§ **Excerto para leitura**:
^^^^^^^^

Sessão de Enceramento do Ciclo de Conferências ISEE/Público 1997-98 "O Futuro da Europa e de Portugal na Europa"

Porto
19 de Março de 1998


Para falar de Portugal na Europa do futuro é, em primeiro lugar, necessário situar esse mesmo futuro europeu na evolução do processo iniciado com a aprovação do Tratado de Roma. Será talvez um lugar comum - mas nem por isso passa a ser menos verdade - dizer que temos o privilégio e ao mesmo tempo a responsabilidade de viver hoje um dos momentos decisivos da Europa.
Momento decisivo que, como todos os pontos de viragem, tem os seus riscos mas que abre perspectivas aliciantes em particular para o nosso País.
Deixem-me, em primeiro lugar, olhar um pouco para trás e abranger o caminho percorrido pela Europa desde o momento da nossa adesão às comunidades europeias.
O que mais impressiona neste exercício de história é constatar a extensão do caminho percorrido e as transformações a que obrigou esse percurso.
Com efeito, nestes últimos doze anos o que era a então Comunidade Económica Europeia alargou-se a mais cinco países, entre os quais o nosso; Embora com imperfeições, realizou o mercado interno com as liberdades de circulação de pessoas, mercadorias, serviços e capitais.
Processo de consequências extraordinárias e sem paralelo na história moderna, mudou profundamente o modo de funcionamento das economias e constituiu - se, através da liberdade de circulação de pessoas, num elemento fundamental da cidadania.
Através do Tratado da União Europeia preparou-se para a criação da moeda única que está aí à porta e apontou claramente para um reforço da cooperação, na Política e na Justiça, entre os estados membros.
Foi parte integrante nas últimas negociações do GATT e assumiu compromissos, que está a cumprir, porventura com excesso de zelo em alguns domínios, no processo final de abertura ao comércio do resto do mundo.
E por último, mas certamente não menos importante, soube adaptar-se ao desafio que constituiu a queda do mundo de Berlim e das condições de equilíbrio internacional até aí prevalecentes e transformar esse desafio em factor importante de novos avanços e principalmente de confiança num futuro reforço do papel da Europa no Mundo.

^^^^^^^^

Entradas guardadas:
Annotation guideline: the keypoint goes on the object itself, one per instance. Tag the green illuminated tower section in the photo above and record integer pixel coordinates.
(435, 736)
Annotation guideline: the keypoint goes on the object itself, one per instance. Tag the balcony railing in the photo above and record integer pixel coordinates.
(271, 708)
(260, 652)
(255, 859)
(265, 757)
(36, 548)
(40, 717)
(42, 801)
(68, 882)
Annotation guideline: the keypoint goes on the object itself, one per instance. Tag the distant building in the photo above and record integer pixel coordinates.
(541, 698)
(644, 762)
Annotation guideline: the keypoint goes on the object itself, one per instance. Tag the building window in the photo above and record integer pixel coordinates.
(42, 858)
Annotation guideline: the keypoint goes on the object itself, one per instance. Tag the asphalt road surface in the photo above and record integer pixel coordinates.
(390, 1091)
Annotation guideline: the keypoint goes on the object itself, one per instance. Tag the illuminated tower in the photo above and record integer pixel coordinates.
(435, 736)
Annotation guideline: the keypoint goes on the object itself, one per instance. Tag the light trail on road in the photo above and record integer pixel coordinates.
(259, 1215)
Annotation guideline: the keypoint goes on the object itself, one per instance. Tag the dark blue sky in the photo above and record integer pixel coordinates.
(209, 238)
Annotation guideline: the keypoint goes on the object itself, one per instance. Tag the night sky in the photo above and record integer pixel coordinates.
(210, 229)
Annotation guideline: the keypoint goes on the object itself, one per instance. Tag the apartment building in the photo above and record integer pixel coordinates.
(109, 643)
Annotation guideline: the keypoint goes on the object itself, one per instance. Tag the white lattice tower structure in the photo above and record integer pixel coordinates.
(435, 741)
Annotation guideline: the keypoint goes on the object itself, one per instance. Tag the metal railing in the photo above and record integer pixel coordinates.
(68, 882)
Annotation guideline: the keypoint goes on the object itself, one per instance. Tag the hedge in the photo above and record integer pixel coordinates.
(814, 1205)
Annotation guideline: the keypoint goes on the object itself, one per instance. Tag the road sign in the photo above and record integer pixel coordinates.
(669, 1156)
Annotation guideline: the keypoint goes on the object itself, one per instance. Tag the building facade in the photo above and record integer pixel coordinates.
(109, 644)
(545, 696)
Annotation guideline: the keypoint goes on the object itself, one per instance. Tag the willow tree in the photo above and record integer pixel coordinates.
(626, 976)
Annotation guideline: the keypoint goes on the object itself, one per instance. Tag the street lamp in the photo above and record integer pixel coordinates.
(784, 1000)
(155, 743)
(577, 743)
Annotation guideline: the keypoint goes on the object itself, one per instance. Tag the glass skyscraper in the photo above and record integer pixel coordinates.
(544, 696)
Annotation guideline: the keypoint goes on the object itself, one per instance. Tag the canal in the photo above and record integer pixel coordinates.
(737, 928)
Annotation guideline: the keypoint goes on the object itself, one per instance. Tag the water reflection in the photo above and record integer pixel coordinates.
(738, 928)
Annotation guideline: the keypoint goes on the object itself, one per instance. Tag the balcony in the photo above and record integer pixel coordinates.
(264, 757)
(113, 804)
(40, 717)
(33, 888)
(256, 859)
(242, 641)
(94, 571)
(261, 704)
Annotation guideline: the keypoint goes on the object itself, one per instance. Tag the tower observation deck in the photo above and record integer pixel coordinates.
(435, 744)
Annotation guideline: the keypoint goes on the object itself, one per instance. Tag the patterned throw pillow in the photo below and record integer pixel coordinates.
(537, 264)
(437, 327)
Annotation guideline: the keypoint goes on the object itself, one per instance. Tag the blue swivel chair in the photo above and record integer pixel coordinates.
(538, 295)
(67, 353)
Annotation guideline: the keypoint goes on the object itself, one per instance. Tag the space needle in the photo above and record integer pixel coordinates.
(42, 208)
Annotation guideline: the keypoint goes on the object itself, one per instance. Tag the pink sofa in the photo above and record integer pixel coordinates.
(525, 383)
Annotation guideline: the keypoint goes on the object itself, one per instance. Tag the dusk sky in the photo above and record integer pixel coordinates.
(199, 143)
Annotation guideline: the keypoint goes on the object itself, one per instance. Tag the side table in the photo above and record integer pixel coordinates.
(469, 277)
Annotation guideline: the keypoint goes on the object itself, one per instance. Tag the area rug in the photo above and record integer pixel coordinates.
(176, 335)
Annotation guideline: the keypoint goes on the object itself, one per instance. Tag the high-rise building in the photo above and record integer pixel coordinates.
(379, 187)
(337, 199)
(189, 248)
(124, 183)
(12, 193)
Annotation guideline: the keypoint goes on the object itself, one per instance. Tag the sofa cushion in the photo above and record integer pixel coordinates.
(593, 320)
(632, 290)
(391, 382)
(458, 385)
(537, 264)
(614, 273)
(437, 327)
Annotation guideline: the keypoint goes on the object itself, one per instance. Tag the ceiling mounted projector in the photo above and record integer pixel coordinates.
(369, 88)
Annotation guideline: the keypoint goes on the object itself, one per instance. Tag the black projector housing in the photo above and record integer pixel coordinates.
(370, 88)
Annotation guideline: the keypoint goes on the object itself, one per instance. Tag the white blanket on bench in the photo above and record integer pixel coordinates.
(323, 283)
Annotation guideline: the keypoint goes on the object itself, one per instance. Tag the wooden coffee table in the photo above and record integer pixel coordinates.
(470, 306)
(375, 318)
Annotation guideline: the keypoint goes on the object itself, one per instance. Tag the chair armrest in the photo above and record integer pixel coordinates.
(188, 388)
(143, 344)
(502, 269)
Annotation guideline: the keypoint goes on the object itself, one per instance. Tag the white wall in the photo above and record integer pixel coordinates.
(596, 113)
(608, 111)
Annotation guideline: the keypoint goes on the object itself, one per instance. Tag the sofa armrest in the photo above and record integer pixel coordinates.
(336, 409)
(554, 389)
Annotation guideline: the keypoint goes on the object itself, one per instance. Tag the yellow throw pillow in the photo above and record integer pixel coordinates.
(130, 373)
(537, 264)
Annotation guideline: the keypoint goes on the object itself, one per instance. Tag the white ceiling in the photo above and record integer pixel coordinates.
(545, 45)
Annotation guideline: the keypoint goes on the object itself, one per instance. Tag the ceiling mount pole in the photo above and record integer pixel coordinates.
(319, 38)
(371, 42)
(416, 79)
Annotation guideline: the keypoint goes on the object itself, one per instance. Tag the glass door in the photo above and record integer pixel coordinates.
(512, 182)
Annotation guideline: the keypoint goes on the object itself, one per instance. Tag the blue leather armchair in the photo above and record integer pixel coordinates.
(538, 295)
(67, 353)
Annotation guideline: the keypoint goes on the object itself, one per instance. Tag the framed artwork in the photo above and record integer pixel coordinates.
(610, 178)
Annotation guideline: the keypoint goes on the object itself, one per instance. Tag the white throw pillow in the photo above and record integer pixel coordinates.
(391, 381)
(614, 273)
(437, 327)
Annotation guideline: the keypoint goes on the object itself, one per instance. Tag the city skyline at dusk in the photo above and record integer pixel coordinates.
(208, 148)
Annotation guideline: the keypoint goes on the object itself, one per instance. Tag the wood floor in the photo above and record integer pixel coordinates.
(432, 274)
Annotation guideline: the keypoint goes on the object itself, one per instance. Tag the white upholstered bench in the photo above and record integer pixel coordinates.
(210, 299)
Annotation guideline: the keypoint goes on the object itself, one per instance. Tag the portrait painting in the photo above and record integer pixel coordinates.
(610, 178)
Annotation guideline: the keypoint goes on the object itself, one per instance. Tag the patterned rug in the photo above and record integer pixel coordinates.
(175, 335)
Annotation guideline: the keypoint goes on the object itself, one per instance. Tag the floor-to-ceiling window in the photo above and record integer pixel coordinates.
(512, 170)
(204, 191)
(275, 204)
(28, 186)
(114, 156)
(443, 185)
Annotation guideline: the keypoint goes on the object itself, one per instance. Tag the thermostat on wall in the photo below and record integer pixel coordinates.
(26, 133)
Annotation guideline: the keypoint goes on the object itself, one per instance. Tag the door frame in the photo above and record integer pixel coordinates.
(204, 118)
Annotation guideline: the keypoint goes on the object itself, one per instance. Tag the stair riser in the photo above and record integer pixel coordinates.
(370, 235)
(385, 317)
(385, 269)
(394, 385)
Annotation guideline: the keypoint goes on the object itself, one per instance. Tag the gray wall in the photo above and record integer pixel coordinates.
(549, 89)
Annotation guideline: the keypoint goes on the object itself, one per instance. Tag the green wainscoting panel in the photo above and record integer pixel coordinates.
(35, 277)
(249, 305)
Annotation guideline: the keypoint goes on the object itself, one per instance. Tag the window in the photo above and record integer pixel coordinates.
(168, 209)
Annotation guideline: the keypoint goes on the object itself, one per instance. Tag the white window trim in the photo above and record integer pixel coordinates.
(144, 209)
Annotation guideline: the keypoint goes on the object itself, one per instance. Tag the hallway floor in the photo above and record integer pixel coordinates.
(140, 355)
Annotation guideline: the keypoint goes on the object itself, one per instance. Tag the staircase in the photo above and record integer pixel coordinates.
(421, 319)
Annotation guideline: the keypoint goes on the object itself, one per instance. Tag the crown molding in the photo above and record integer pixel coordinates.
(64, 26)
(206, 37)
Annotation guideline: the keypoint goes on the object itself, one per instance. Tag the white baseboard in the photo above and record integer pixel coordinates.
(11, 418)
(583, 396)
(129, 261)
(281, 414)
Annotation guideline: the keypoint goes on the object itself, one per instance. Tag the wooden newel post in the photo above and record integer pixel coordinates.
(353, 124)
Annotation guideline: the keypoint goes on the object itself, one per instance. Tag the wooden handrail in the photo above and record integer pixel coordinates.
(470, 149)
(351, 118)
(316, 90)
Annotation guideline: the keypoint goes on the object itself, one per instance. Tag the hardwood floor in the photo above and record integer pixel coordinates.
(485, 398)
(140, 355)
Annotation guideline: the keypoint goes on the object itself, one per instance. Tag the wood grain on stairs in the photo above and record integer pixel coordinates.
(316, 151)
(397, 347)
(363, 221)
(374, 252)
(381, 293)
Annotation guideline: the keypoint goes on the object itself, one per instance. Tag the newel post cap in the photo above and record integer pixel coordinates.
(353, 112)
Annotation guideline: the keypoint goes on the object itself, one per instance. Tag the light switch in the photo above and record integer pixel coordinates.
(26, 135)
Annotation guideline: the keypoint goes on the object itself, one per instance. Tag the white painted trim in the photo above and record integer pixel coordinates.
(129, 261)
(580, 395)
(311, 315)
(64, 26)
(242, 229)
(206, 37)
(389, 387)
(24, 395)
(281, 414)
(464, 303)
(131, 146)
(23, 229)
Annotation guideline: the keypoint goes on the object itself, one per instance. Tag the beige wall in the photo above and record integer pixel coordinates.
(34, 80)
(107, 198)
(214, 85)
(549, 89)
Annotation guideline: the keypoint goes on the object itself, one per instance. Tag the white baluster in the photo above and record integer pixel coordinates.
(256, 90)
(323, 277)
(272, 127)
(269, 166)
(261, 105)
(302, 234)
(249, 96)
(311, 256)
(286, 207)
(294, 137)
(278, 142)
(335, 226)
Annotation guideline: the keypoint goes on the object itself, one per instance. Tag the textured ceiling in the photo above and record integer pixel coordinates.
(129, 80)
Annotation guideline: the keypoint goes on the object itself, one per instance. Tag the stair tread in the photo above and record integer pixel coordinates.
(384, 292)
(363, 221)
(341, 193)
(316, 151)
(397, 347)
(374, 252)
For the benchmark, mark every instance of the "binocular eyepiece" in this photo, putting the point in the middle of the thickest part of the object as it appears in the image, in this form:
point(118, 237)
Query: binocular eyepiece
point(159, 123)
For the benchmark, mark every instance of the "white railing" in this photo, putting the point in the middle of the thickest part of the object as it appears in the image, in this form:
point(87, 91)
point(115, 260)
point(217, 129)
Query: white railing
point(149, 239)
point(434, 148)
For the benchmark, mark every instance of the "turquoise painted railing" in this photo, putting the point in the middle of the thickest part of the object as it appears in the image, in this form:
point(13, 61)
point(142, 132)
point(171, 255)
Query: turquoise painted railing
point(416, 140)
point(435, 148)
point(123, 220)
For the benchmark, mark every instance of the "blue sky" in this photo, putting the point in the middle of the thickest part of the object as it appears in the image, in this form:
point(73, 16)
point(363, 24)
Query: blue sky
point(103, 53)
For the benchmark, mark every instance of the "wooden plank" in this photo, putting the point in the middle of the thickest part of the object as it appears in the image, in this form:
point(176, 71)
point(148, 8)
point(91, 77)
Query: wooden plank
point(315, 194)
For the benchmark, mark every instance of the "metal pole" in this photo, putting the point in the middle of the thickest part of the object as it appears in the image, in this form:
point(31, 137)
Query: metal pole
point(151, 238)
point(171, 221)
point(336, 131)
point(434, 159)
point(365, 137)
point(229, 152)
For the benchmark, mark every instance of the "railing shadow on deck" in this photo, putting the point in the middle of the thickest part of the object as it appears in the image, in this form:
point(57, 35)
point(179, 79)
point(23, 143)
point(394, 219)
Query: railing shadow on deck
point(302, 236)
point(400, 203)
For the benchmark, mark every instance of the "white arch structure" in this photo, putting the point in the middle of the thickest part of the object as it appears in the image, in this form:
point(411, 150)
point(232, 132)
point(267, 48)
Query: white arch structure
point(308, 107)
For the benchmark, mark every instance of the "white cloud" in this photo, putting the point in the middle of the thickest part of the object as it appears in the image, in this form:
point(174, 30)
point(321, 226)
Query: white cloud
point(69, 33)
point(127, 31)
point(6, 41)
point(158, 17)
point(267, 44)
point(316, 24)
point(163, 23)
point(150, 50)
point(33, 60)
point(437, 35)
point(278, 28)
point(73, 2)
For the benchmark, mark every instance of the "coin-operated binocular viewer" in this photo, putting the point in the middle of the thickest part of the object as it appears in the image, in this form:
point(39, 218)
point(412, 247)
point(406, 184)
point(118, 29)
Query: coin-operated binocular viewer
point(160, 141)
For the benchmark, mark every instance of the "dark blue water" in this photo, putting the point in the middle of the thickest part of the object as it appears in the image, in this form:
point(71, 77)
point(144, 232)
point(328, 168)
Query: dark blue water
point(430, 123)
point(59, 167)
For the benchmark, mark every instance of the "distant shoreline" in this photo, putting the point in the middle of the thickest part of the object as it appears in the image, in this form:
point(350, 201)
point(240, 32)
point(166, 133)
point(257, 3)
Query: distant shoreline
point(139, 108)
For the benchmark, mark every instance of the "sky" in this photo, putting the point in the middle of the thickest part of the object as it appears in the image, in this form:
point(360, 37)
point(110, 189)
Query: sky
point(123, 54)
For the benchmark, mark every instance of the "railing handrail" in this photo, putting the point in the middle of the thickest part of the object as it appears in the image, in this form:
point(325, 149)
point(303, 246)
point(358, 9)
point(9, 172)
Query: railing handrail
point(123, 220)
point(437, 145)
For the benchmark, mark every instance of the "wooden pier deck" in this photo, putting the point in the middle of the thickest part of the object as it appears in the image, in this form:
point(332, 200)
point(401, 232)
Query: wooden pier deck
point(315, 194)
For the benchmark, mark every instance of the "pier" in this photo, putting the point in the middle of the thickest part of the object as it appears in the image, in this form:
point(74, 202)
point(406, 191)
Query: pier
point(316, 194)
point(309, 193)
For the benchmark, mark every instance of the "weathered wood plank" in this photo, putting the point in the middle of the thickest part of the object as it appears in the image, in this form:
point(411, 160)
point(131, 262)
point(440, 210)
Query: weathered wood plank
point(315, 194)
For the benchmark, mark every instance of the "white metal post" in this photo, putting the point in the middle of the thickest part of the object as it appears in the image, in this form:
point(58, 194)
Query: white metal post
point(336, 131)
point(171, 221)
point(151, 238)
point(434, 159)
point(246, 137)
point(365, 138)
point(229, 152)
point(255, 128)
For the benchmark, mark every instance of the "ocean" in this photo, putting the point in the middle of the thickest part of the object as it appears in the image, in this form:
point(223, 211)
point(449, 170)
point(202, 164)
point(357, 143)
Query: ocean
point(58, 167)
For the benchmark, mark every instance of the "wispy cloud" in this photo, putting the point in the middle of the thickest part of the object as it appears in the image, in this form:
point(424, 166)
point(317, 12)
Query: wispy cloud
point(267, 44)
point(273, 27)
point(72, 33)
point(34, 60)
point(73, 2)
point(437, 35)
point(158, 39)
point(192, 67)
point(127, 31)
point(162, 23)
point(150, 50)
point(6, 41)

^^^^^^^^

§ **Pedido A**:
Responda, com base no discurso sobre o futuro da Europa:
(i) Em que cidade e em que data decorreu a sessão?
(ii) A quantos países mais se alargou a então Comunidade Económica Europeia nos últimos doze anos?
(iii) Através de que tratado se preparou a criação da moeda única?
§ **Pedido B**: Prossiga o discurso sobre o futuro da Europa a partir da última frase apresentada.
Os itens são material à parte, sem ligação ao discurso sobre o futuro da Europa.

§ **Resultado A**:
(i) No Porto, a 19 de Março de 1998.
(ii) A mais cinco países.
(iii) Através do Tratado da União Europeia.

§ **Resultado B**:
Grandes transformações, certamente. Porém, e como não podia deixar de ser, atendendo à complexidade dos fenómenos em causa, surgiram concomitantemente desequilíbrios profundos a merecer a atenção de todos.
Em primeiro lugar, os avanços estão longe de ser equivalentes em todas as componentes desta profunda transformação . Se a Europa avançou decisivamente no mercado interno e na moeda única, a verdade é que na convergência política e na construção de uma cidadania europeia se ficou aquém do esperado e desejável.
Em segundo lugar, e em ligação com essa mesma cidadania, não se reduziu e ter-se-à até por ventura alargado o défice democrático, ou seja o conjunto de dificuldades que cidadãos dos estados europeus enfrentam para acompanhar com rigor e participar activamente nas grandes decisões sobre o presente e o futuro da Europa.
Em terceiro lugar, é patente que a situação social da Europa se degradou acentuadamente nos últimos sete anos em virtude do aumento do desemprego e da exclusão social e do agravamento das desigualdades numa dimensão que faz temer pelo futuro do chamado modelo social europeu.
Modelo social que atravessa uma crise indesmentível mas não fatal para a sua manutenção.
Finalmente, o próprio ambiente psicológico se deteriorou visivelmente, relançando um certo europessimismo e prejudicando alguns dos eixos de colaboração entre estados que têm sido fundamentais para o avanço da Europa Face à complexidade da situação duas posições seriam, à partida, possíveis.
Uns dirão que as enormes transformações por que a Europa tem passado, a juntar ao impacto das mudanças a nível mundial, exigem alguma pausa para consolidar o já obtido , e em particular para a criação de condições de avanço na integração política.
Avanços que até agora têm sido insuficientes para garantir um espaço económico e monetário estável e para reduzir o mencionado défice democrático.
Outros, entre os quais me incluo, consideram, pelo contrário, que o processo de integração europeia deve avançar, como aliás tem sido tradição dos últimos quarenta anos, em todos os domínios que, por assim dizer, estejam maduros para os permitir.
Ou seja, domínios em que seja possível encontrar formas sólidas de articular os interesses comuns com os interesses nacionais.
Esta forma de encarar o processo de integração europeia não é uma fuga para a frente nem esquece as legítimas preocupações decorrentes dos atrasos em alguns domínios .
Mas reconhece que a forma de recuperar esses atrasos é tornar mais necessária a sua superação através de avanços em outros domínios que exigem e tornam prioritária essa mesma superação.
O avanço mais recente, ou seja o caminho para a moeda única ilustra, a meu ver, de forma exemplar este processo.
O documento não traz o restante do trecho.